### DOCUMENT EXCERPT

☆ ☆ ☆ ☆ ☆ ☆ ☆

I love to sing. It is one of the ways that I relieve the stress…I grab my ipod, plug it into the stereo and turn it up loud. Right now it’s usually Pink, or something way daggier, like some 80s favourites…and I sing along to my heart’s content. It’s an emotional release, it lets off steam, it makes me feel happy!
In my younger years I was a singer in a band. It was the thing I loved above all else…in my pre-children days. Singing was the one thing that I was actually better at than most people. A natural talent.
An interesting thing I learned when I visited the Pain Clinic is that the cause of my hoarse voice is very likely Rheumatoid Arthritis. The doctor asked me about my hoarseness, and explained this was most likely rheumatoid arthritis affecting my cricoarytenoid joint.
Rheumatoid arthritis can affect the voice? Apparently so.

☆ ☆ ☆ ☆ ☆ ☆ ☆

### EXTRACTED ENTRIES
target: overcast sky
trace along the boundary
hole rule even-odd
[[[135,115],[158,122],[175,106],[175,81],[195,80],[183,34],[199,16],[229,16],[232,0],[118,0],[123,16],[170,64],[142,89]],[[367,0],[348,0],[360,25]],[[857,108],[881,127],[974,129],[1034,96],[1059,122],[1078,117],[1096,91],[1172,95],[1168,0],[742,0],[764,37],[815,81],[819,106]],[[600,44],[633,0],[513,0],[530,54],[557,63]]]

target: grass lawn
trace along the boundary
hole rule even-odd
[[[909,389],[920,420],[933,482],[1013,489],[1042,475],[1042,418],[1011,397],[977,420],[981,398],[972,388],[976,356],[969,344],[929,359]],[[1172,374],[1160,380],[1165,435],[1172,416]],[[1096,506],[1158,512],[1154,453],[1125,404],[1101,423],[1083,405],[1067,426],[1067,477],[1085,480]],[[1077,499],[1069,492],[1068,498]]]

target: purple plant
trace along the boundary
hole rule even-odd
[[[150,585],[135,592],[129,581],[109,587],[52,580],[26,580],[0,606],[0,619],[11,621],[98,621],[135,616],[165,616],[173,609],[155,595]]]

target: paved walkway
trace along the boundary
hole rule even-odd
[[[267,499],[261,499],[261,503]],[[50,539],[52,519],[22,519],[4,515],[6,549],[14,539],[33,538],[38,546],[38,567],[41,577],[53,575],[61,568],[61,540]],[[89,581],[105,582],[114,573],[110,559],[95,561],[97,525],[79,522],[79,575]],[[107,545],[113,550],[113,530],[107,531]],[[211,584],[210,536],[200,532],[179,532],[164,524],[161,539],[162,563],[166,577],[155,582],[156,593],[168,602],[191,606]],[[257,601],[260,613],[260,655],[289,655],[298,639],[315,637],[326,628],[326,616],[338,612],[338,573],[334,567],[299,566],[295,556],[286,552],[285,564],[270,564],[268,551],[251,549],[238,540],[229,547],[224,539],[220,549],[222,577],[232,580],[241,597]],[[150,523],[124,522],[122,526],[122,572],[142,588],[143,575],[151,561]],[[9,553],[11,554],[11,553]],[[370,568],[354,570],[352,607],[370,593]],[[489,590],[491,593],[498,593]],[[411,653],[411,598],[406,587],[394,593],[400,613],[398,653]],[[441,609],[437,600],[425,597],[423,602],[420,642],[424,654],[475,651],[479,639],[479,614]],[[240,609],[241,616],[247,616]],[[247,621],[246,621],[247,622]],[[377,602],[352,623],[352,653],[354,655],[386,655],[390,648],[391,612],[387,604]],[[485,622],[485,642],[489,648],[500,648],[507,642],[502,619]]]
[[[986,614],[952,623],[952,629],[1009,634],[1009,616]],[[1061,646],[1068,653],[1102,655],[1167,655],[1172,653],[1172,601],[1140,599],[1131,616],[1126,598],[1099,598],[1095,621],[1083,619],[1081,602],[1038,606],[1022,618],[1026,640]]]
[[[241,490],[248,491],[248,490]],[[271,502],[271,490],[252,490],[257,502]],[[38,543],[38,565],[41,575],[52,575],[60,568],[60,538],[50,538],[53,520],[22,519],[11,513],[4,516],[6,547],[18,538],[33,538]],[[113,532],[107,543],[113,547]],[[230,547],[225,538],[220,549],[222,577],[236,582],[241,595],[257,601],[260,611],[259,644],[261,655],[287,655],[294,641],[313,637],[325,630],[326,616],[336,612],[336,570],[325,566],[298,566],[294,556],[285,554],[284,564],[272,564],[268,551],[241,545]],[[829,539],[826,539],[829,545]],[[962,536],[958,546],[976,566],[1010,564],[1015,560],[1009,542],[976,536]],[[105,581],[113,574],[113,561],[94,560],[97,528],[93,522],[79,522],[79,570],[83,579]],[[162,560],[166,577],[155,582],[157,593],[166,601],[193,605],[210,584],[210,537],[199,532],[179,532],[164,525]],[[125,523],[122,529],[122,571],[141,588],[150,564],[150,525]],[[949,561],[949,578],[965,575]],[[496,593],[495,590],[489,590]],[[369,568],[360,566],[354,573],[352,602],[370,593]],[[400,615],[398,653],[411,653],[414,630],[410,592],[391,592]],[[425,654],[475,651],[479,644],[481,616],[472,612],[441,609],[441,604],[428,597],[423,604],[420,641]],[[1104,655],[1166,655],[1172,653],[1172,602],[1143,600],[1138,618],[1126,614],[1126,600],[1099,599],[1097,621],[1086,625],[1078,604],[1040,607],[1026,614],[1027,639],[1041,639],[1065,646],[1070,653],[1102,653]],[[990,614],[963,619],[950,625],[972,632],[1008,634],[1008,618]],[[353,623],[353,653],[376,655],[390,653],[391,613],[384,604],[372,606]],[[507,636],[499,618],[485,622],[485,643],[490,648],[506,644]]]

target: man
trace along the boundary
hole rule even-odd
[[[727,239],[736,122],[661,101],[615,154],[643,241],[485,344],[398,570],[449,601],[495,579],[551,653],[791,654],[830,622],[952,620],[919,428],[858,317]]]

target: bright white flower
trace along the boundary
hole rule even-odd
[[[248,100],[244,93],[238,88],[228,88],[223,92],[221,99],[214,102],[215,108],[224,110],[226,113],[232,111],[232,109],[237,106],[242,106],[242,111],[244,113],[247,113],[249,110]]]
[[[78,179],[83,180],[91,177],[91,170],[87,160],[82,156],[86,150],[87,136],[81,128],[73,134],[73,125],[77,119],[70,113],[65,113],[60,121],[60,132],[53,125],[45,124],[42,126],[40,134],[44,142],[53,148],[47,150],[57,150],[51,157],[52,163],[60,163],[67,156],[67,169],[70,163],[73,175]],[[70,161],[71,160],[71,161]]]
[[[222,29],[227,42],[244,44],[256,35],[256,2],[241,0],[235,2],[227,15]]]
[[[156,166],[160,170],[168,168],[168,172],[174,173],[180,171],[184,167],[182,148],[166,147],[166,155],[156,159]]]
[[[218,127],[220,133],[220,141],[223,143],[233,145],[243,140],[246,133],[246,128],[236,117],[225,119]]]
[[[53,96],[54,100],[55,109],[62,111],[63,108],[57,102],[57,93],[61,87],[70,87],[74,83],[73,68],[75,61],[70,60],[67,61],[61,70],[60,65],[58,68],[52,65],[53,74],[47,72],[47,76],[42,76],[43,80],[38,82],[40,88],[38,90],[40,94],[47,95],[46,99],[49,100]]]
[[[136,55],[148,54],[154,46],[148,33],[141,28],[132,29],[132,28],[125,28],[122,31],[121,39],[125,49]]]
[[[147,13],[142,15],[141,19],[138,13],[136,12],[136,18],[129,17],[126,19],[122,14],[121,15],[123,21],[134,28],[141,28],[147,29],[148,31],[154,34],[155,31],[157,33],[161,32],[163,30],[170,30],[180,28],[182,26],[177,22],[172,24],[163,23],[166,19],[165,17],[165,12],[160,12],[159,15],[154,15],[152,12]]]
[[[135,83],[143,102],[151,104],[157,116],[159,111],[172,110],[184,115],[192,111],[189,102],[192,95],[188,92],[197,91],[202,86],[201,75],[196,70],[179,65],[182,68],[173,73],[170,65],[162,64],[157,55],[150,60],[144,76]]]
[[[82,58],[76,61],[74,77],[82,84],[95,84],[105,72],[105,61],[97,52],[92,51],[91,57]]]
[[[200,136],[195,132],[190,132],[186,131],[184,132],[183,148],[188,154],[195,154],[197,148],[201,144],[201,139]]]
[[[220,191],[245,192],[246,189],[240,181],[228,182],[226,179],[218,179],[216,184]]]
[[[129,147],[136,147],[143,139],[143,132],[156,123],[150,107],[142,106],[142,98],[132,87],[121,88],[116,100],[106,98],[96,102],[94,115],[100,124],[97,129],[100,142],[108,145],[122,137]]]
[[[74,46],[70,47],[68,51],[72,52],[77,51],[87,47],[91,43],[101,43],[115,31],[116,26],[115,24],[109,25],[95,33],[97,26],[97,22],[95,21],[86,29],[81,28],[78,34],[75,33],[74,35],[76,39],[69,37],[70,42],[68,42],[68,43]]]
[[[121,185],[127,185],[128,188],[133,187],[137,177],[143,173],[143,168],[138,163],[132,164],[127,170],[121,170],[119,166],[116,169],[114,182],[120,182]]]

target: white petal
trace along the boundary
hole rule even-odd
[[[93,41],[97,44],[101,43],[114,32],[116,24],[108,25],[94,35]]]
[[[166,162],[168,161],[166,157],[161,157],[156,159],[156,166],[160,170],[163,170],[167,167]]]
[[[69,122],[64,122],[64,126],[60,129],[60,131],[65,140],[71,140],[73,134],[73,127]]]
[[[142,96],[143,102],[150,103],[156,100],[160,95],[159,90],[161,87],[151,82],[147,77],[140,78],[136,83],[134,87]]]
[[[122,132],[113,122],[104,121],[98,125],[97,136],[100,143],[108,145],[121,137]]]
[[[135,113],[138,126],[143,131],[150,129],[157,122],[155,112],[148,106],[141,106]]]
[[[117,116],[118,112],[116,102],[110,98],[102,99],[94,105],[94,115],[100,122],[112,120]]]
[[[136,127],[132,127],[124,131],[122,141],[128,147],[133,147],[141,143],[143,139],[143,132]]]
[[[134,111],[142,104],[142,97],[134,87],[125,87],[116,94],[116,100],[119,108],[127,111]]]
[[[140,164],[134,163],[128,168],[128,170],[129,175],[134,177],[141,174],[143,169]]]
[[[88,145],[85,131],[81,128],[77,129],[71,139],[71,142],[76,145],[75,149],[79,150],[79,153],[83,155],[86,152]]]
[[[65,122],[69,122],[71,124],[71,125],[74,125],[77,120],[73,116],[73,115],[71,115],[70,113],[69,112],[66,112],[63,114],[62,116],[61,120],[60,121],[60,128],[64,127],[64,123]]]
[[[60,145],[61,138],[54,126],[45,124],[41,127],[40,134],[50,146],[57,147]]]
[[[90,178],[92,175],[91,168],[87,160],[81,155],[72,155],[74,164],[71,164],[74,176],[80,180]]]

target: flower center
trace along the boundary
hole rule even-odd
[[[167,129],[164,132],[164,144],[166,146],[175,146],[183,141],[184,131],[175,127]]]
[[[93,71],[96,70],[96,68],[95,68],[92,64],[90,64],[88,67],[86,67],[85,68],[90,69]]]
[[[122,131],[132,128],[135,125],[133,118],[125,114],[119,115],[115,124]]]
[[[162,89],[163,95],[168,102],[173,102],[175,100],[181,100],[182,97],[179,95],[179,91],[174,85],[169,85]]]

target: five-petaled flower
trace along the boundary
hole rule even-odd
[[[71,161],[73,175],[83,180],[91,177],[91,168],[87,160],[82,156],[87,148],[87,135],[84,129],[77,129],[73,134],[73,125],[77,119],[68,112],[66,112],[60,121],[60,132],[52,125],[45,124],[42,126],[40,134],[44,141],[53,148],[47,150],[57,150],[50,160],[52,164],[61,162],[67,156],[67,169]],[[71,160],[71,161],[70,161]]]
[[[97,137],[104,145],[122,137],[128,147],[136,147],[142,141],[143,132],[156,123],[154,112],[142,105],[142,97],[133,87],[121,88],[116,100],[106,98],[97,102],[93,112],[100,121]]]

☆ ☆ ☆ ☆ ☆ ☆ ☆

### ACTIVITY LIST
(A) In the post about singing and rheumatoid arthritis, which joint did the doctor say the arthritis was most likely affecting?
(B) Pick up the post about singing and rheumatoid arthritis after its final line and carry it forward.

### RESPONSES IN ORDER
(A) The cricoarytenoid joint.

(B)
A quick google turned up a few interesting articles. It’s called cricoarytenoid arthritis. There’s a post on rheumatoid Arthritis Warrior about it. http://rawarrior.com/cricoarytenoid-arthritis-in-rheumatoid-arthritis-part-1/
And what is exactly is the Cricoarytenoid Joint? The cricoarytenoid joints are located between the cricoid and arytenoid cartilages in the back wall of the larynx. The cricoarytenoid joints help open, close, and tighten the vocal cords during speech and breathing.
Turns out that around 35% of people who suffer from Rheumatoid Arthritis suffer from hoarseness, which is the most common symptom of cricoarytenoid involvement.
The full list of symptoms includes:
- Difficulty swallowing, and/or pain when swallowing
- The feeling of having something stuck in your throat
- Pain when talking
- Intermittent or complete loss of voice
- Shortness of breath
- Feeling like you are choking.
Most frightening is the sensation that you are choking, and can’t breathe properly. It’s a horrible feeling, and I’ve had it for years. I just never realised that it is also one of the joys of Rheumatoid Arthritis.
I discussed it with my new Rheumy and she suggested a Barium swallow. Oh joy! Another pleasant sounding procedure. Happy Christmas! She felt the choking sensation was likely due to arthritis, but she thinks it’s best to be sure. I agree. I guess.
I never mentioned it before, because I always had bigger things to worry about. I never even thought about it that much. An attack would happen, and then by the time I saw my doctor, I had forgotten about it.
It pales in comparison to not being able to walk.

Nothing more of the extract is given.